----- Given text

September 8th Class Takeaways

Segmenting

 

http://sentimentsymposium.com/SS2012w/presentations/SAS12w-CarolHaney.pdf

Mike used a term in class called segmenting. Being from the marketing program I have heard to term before but never really looked much into it. I always just assumed that segmenting and targeting were the same but the way Mike explained it was different. He explained it by drawing a circle. This was the car market. Within the car market he was able to segment it into SUV’s, crossovers, sedans, trucks, etc. This is what segmenting is. It is the process of breaking up a market into smaller segments. I thought another example might be the alcohol market. I was able to find a study about segmentation of the alcohol market. Some ways they segmented were by what type of alcohol is the people favorite to drink. This was split up into wine, beer, and spirits. They also segmented by age, by gender, and by how much an individual drinks. These were all ways that they could segment the market and choose who to target. In the article they said that 6 main segments formed with the people that drank alcohol. Segment 1: Love my tasty beer. The reason they drank was for flavor. The average age was 25-36. Usually drank at home or at a bar. Segment 2: Bonding with Friends. This segment drinks to bond with friends. The average age was 21-24, mostly males. Usually drank at home, friend’s house, or at a bar. Segment 3: Nice women don’t drink beer. Taste is important. They drink because it’s healthy for them. Usually drink at a friend’s house or their own home, not in public. Segment 4: My lifestyle. Both male and female. College educated 25-34 year olds. The main reason to drink was because it complements food. Segment 5: Living on the wild side. These were the kids in college who drink for parties. Mostly males 21-24 years old. Drink to have fun and relax. Segment 6: moms at home relaxing. Mostly females. Drink at home or in restaurants. Main reason to drink is to relax. This is an example of how companies segment their clients. This is also a very good example of psychographics.

Nike-Greatness

One thing I took away from class today was how Nike really changed their branding. They were originally branding by saying that if you wear Nike you will be great like all of the great athletes in the world. Now they are saying everyone has greatness in them and that Nike supports the greatness inside of you. This was a very important move they made in branding and I think it was a good one. I really enjoyed the commercial that Mike showed with the heavy set kid jogging down the road. This shows that you don’t have to be the most athletic person in the world to be great. As long as you try your hardest you will achieve greatness. The picture I posted is one of Nikes new ad’s that focuses on greatness. The quote they said with this ad is what hit me the most. “Greatness. It’s just something we made up. Somehow we have come to believe that greatness is a gift. Reserved for a chosen few. For prodigies. For superstars. The rest of us can only stand by watching. You can forget that. Greatness is not some rare DNA strand. It’s not some precious thing. Greatness is no more unique than us breathing. We are all capable of it. All of us.”

Demographics/Psychographics

www.bls.gov

In all of my marketing classes mike always stresses how important market research is to determine your demographics of your customers. Demographics include age, gender, income, race, etc. These are important when a company decides who they want to target with a product. Also psychographics are very important too. Psychographics is the study of personality, values, opinions, attitudes, interests, and lifestyles. A great website that I have found to research demographics is The Bureau of Labor Statistics website, bls.gov. This website can give you demographics for any area in the country. This is also a free website and I would recommend looking at it before you spend a fortune doing market research in an area if you are launching a new business or product.

----------
----- Extracted material

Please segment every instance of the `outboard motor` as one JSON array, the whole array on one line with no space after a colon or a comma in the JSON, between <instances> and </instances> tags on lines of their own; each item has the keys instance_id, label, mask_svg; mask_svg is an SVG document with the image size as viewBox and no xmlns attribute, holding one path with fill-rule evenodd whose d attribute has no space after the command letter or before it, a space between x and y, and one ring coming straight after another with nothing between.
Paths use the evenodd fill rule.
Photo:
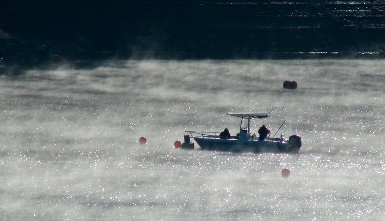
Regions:
<instances>
[{"instance_id":1,"label":"outboard motor","mask_svg":"<svg viewBox=\"0 0 385 221\"><path fill-rule=\"evenodd\" d=\"M289 149L293 153L297 153L302 147L302 141L299 135L291 135L289 137Z\"/></svg>"}]
</instances>

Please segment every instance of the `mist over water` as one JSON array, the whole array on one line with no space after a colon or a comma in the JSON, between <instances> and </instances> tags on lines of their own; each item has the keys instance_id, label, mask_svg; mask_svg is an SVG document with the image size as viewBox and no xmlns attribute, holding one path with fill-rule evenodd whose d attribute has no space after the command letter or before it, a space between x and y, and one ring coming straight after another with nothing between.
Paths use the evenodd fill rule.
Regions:
<instances>
[{"instance_id":1,"label":"mist over water","mask_svg":"<svg viewBox=\"0 0 385 221\"><path fill-rule=\"evenodd\" d=\"M113 60L0 76L0 216L382 220L384 70L382 60ZM286 120L276 136L300 135L298 154L173 147L185 130L234 135L228 112L275 107L252 132Z\"/></svg>"}]
</instances>

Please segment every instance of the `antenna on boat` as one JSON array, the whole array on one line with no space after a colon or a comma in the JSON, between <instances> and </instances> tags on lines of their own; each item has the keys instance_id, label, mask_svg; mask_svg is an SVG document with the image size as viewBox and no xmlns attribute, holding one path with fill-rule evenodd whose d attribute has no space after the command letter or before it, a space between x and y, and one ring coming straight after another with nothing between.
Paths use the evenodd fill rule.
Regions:
<instances>
[{"instance_id":1,"label":"antenna on boat","mask_svg":"<svg viewBox=\"0 0 385 221\"><path fill-rule=\"evenodd\" d=\"M276 109L276 108L277 108L277 107L275 107L275 108L273 108L273 109L272 109L272 110L270 110L270 111L269 111L269 113L268 113L268 114L269 115L270 115L270 112L271 112L272 111L274 110L275 110L275 109Z\"/></svg>"},{"instance_id":2,"label":"antenna on boat","mask_svg":"<svg viewBox=\"0 0 385 221\"><path fill-rule=\"evenodd\" d=\"M285 120L285 121L283 121L283 123L282 123L282 125L281 125L281 126L279 127L279 128L278 129L278 130L277 131L277 132L275 132L275 133L274 134L274 135L273 135L273 137L275 136L275 135L277 134L277 133L278 133L278 131L279 131L279 130L281 129L281 127L282 127L282 126L283 126L283 124L285 123L285 122L286 122L286 120Z\"/></svg>"}]
</instances>

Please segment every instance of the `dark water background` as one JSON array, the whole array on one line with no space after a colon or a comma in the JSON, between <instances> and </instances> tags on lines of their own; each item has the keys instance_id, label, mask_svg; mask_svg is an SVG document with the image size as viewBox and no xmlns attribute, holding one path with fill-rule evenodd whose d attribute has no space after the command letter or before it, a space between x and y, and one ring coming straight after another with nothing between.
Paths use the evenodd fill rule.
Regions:
<instances>
[{"instance_id":1,"label":"dark water background","mask_svg":"<svg viewBox=\"0 0 385 221\"><path fill-rule=\"evenodd\" d=\"M6 1L0 64L107 58L377 58L380 0Z\"/></svg>"}]
</instances>

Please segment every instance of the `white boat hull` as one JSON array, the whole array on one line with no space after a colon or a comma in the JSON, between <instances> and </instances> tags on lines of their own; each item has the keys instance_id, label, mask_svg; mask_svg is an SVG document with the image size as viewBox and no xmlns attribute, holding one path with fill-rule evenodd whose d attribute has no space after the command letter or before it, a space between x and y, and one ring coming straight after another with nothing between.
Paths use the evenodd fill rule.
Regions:
<instances>
[{"instance_id":1,"label":"white boat hull","mask_svg":"<svg viewBox=\"0 0 385 221\"><path fill-rule=\"evenodd\" d=\"M299 148L289 147L286 142L276 140L224 139L221 138L195 137L195 141L202 149L254 152L298 152Z\"/></svg>"}]
</instances>

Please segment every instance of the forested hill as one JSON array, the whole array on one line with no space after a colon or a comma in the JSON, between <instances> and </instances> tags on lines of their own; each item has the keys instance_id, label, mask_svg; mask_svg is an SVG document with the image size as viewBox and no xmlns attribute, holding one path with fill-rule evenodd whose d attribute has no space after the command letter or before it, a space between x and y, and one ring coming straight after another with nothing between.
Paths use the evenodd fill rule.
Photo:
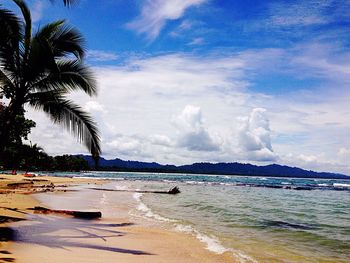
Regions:
<instances>
[{"instance_id":1,"label":"forested hill","mask_svg":"<svg viewBox=\"0 0 350 263\"><path fill-rule=\"evenodd\" d=\"M95 167L91 156L80 155L91 168ZM244 163L194 163L190 165L162 165L138 161L124 161L121 159L106 160L100 158L99 170L108 171L135 171L135 172L172 172L194 174L225 174L248 176L272 176L272 177L299 177L299 178L324 178L324 179L350 179L350 176L337 173L314 172L297 167L271 164L257 166Z\"/></svg>"}]
</instances>

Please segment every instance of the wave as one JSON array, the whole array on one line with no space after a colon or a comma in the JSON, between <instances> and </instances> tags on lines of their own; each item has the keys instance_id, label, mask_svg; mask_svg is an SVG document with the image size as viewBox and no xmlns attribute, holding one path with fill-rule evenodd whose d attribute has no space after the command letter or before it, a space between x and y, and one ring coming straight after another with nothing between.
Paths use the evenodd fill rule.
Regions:
<instances>
[{"instance_id":1,"label":"wave","mask_svg":"<svg viewBox=\"0 0 350 263\"><path fill-rule=\"evenodd\" d=\"M239 250L224 247L217 237L212 236L212 235L211 236L205 235L190 225L176 224L175 231L194 235L200 242L202 242L206 245L207 250L209 250L213 253L223 254L225 252L231 252L238 262L258 263L255 259L244 254L243 252L241 252Z\"/></svg>"},{"instance_id":2,"label":"wave","mask_svg":"<svg viewBox=\"0 0 350 263\"><path fill-rule=\"evenodd\" d=\"M333 184L334 187L350 187L350 184L341 184L341 183L334 183Z\"/></svg>"},{"instance_id":3,"label":"wave","mask_svg":"<svg viewBox=\"0 0 350 263\"><path fill-rule=\"evenodd\" d=\"M142 193L133 194L133 198L138 202L137 210L143 212L145 217L153 218L163 222L176 222L176 220L166 218L156 213L153 213L153 211L145 203L142 202L141 197L142 197Z\"/></svg>"}]
</instances>

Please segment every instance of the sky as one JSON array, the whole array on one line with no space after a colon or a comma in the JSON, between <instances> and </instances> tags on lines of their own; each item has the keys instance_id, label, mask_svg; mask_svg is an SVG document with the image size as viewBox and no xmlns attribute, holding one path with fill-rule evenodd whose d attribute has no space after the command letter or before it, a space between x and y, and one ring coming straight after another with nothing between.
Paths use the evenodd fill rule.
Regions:
<instances>
[{"instance_id":1,"label":"sky","mask_svg":"<svg viewBox=\"0 0 350 263\"><path fill-rule=\"evenodd\" d=\"M36 30L64 18L86 38L98 96L70 98L98 123L103 157L350 175L350 1L28 3ZM88 153L27 117L47 153Z\"/></svg>"}]
</instances>

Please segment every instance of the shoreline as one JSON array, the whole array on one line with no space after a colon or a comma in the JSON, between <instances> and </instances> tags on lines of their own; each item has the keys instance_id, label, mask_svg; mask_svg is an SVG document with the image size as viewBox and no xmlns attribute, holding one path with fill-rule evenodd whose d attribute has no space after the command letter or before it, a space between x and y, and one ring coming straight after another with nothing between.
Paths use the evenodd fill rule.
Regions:
<instances>
[{"instance_id":1,"label":"shoreline","mask_svg":"<svg viewBox=\"0 0 350 263\"><path fill-rule=\"evenodd\" d=\"M12 177L12 176L7 176ZM13 178L13 177L12 177ZM11 179L12 179L11 178ZM54 184L86 184L86 183L104 183L106 181L63 178L63 177L38 177L48 179ZM17 180L20 178L16 178ZM23 178L22 178L23 179ZM0 182L3 180L0 180ZM3 185L0 183L0 186ZM0 187L1 190L2 187ZM90 190L92 191L92 190ZM5 195L1 194L3 199ZM46 195L46 194L45 194ZM68 194L60 193L53 194L55 198L60 199ZM129 194L130 195L130 194ZM132 194L131 194L132 195ZM9 208L25 208L25 206L34 206L40 204L38 196L23 195L15 193L16 198L24 198L26 200L15 200L8 203ZM25 197L23 197L25 196ZM120 195L122 196L122 195ZM3 206L4 200L1 200ZM41 205L46 205L43 202ZM147 225L147 222L135 222L130 215L123 211L123 202L120 200L116 204L117 213L120 213L115 218L104 218L100 220L81 221L67 217L56 216L34 216L26 221L18 223L10 223L10 226L16 231L33 231L40 232L44 228L48 232L40 236L24 236L19 241L6 243L1 245L1 250L8 251L16 262L62 262L74 258L74 262L96 262L91 257L103 257L103 262L113 262L120 260L121 262L235 262L231 253L225 252L222 254L215 254L205 248L205 245L200 242L195 236L175 232L170 229L163 228L161 223L158 225ZM55 209L56 207L50 207ZM119 209L119 210L118 210ZM14 212L9 210L10 212ZM18 213L18 212L14 212ZM6 213L5 213L6 214ZM0 215L4 216L3 209L0 210ZM7 215L9 215L7 213ZM13 214L12 214L13 215ZM45 221L50 219L51 222ZM144 219L144 221L146 221ZM43 223L45 222L45 223ZM77 222L78 225L77 225ZM52 224L51 224L52 223ZM58 231L57 225L67 229ZM94 228L91 227L95 225ZM8 223L6 224L9 225ZM2 225L4 226L4 225ZM70 226L74 226L73 228ZM114 227L113 227L114 226ZM76 227L76 228L75 228ZM116 229L118 231L116 231ZM83 235L77 234L79 231L89 232L90 237L94 238L84 239ZM118 232L113 235L111 233ZM80 232L79 232L80 233ZM106 233L110 235L106 236ZM58 243L53 242L53 236L56 236ZM64 238L64 237L71 238ZM52 246L43 244L43 240L50 243ZM76 242L79 240L79 242ZM53 242L53 243L52 243ZM63 249L65 248L65 249ZM68 251L67 251L68 250ZM98 253L98 254L97 254ZM50 259L45 258L45 255L52 255ZM54 255L54 257L53 257ZM0 262L1 261L0 255ZM29 260L29 261L28 261Z\"/></svg>"}]
</instances>

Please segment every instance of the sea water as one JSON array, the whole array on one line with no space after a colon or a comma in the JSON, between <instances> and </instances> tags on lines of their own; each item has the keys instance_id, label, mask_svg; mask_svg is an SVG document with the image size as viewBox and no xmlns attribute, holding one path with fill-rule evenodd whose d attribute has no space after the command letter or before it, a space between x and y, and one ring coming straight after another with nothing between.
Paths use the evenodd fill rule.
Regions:
<instances>
[{"instance_id":1,"label":"sea water","mask_svg":"<svg viewBox=\"0 0 350 263\"><path fill-rule=\"evenodd\" d=\"M56 174L57 175L57 174ZM67 174L59 174L67 175ZM89 172L133 195L146 218L196 236L240 262L350 262L350 181L225 175ZM102 200L103 201L103 200Z\"/></svg>"}]
</instances>

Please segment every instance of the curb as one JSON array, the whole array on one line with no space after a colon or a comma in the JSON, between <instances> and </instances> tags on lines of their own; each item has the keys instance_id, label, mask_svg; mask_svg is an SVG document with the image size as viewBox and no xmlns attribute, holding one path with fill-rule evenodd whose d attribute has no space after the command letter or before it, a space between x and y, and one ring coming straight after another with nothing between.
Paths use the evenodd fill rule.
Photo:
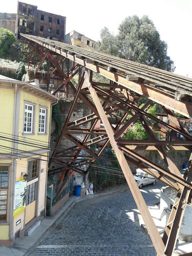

----------

Problem to solve:
In the class takeaways post, copy everything from "Demographics/Psychographics" down to "business or product.", swapping "market research" for "customer research". Answer from the text only.

Response:
Demographics/Psychographics

www.bls.gov

In all of my marketing classes mike always stresses how important customer research is to determine your demographics of your customers. Demographics include age, gender, income, race, etc. These are important when a company decides who they want to target with a product. Also psychographics are very important too. Psychographics is the study of personality, values, opinions, attitudes, interests, and lifestyles. A great website that I have found to research demographics is The Bureau of Labor Statistics website, bls.gov. This website can give you demographics for any area in the country. This is also a free website and I would recommend looking at it before you spend a fortune doing customer research in an area if you are launching a new business or product.